**TASK DIRECTIONS**
Can you copy out everything from the line containing "Running a dermatology lesion detector. Mark the pen" down to the line containing "[387,142,613,343]", both ends included, without changing a character and without adding anything else from the records?
##############################
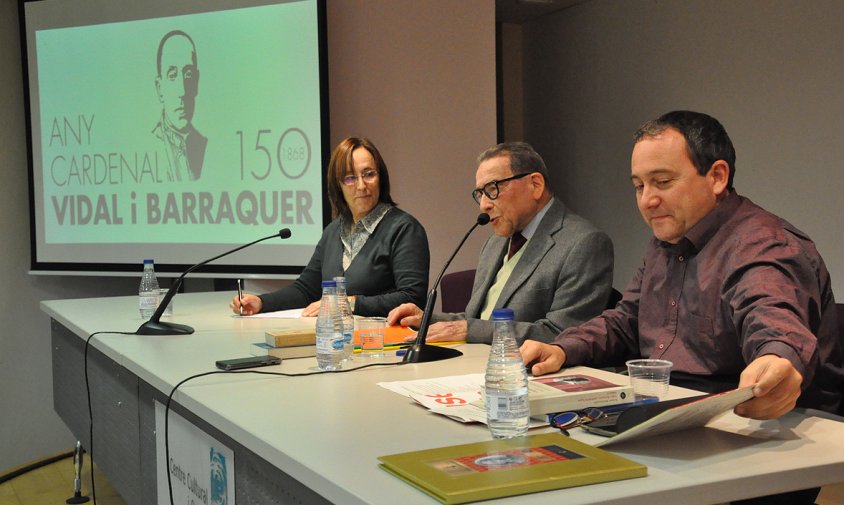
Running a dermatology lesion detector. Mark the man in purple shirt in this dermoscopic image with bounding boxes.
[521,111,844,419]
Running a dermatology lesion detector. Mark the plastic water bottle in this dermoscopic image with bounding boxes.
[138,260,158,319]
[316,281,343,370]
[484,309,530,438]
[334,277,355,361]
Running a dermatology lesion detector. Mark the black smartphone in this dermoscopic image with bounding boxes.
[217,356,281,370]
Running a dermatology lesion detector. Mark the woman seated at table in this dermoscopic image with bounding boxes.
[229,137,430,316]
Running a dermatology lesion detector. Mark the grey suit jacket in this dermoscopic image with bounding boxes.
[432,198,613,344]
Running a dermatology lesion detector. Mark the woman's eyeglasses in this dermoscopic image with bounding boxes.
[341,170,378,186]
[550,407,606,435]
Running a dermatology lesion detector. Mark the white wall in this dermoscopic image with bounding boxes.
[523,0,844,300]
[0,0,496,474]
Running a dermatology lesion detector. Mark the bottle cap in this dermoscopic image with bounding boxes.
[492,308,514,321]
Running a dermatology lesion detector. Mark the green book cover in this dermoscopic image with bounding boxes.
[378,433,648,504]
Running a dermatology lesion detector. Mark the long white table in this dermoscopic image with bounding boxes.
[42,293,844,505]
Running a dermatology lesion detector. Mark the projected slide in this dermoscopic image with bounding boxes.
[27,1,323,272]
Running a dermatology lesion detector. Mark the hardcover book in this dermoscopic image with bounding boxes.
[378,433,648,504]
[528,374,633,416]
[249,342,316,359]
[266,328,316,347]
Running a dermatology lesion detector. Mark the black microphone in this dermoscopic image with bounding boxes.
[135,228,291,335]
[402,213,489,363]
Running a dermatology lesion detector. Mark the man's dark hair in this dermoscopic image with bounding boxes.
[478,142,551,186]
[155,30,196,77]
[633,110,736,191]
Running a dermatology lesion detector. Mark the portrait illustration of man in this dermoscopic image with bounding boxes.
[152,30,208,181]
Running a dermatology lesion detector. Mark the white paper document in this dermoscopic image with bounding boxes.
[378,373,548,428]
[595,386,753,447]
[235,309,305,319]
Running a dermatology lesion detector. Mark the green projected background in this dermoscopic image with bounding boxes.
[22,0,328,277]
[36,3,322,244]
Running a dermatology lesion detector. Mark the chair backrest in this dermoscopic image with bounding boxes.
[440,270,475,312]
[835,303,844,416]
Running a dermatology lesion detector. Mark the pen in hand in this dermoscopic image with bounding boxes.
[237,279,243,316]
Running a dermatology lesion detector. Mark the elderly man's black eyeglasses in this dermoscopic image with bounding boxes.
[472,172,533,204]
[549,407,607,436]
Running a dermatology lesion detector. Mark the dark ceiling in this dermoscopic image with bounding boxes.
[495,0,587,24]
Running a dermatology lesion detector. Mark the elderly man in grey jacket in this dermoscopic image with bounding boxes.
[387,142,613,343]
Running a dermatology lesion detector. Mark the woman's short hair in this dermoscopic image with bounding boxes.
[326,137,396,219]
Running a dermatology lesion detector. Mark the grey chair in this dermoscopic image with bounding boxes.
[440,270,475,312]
##############################
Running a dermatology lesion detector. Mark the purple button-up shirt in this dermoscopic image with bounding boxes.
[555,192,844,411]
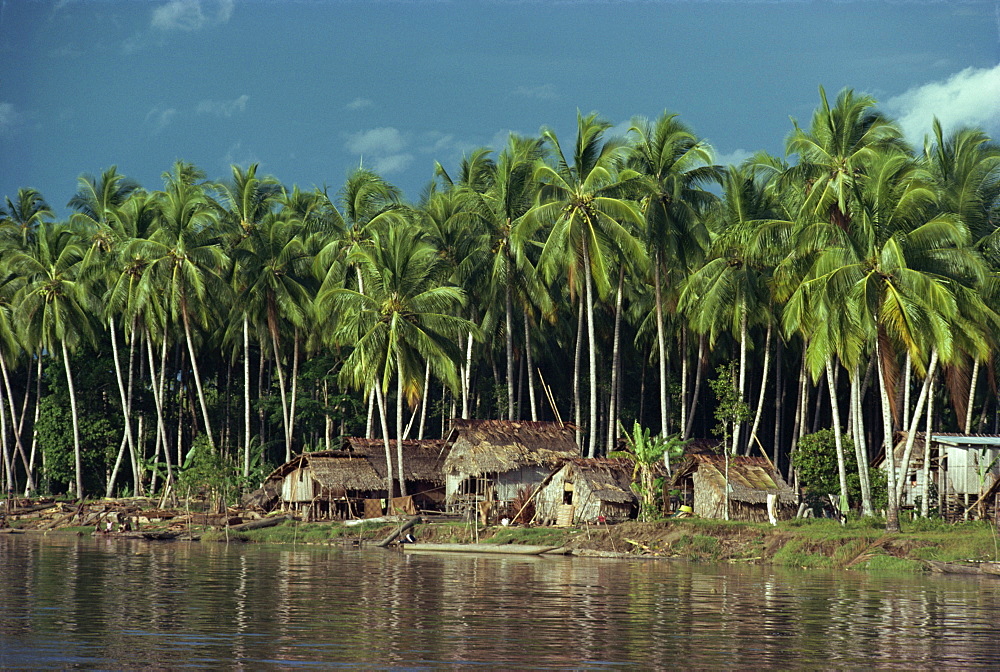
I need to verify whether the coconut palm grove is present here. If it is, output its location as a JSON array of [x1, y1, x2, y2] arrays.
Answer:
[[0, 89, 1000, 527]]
##############################
**SOLVED PROBLEM**
Running a dermatology lesion detector. Mark the pen in hand in this dermoscopic image with bounding boxes.
[237,279,243,316]
Running a dermatology lesion detector. Mark the elderly man's black eyeglasses in this dermoscopic image with bounding boxes.
[472,172,533,204]
[549,407,607,436]
Running a dermatology lesion detector. Mark the dark ceiling in this dermoscopic image with bounding boxes.
[495,0,587,24]
Running a dermatology lesion detector. Mark the elderly man in grey jacket in this dermoscopic image with bounding boxes.
[387,142,613,343]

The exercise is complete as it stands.